=== Task description ===
For the entries that appear below, write out the exact text and omit the pictures.

=== Saved entries ===
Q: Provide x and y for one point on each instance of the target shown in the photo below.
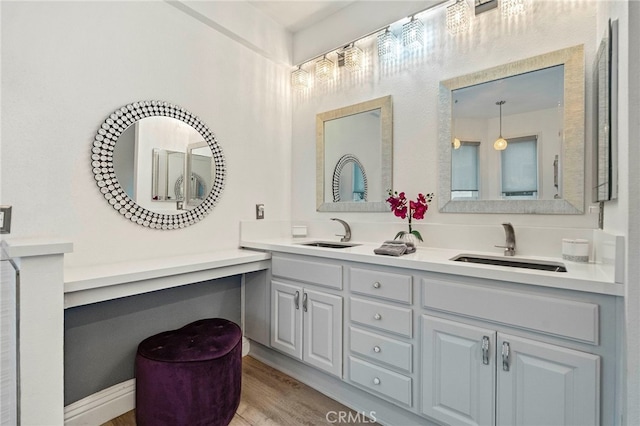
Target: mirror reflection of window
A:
(465, 171)
(520, 168)
(535, 106)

=== Written solution ===
Q: Provide x and y for one point on each instance of the target shown in the photo below.
Target: mirror reflection of window
A:
(465, 171)
(520, 168)
(535, 106)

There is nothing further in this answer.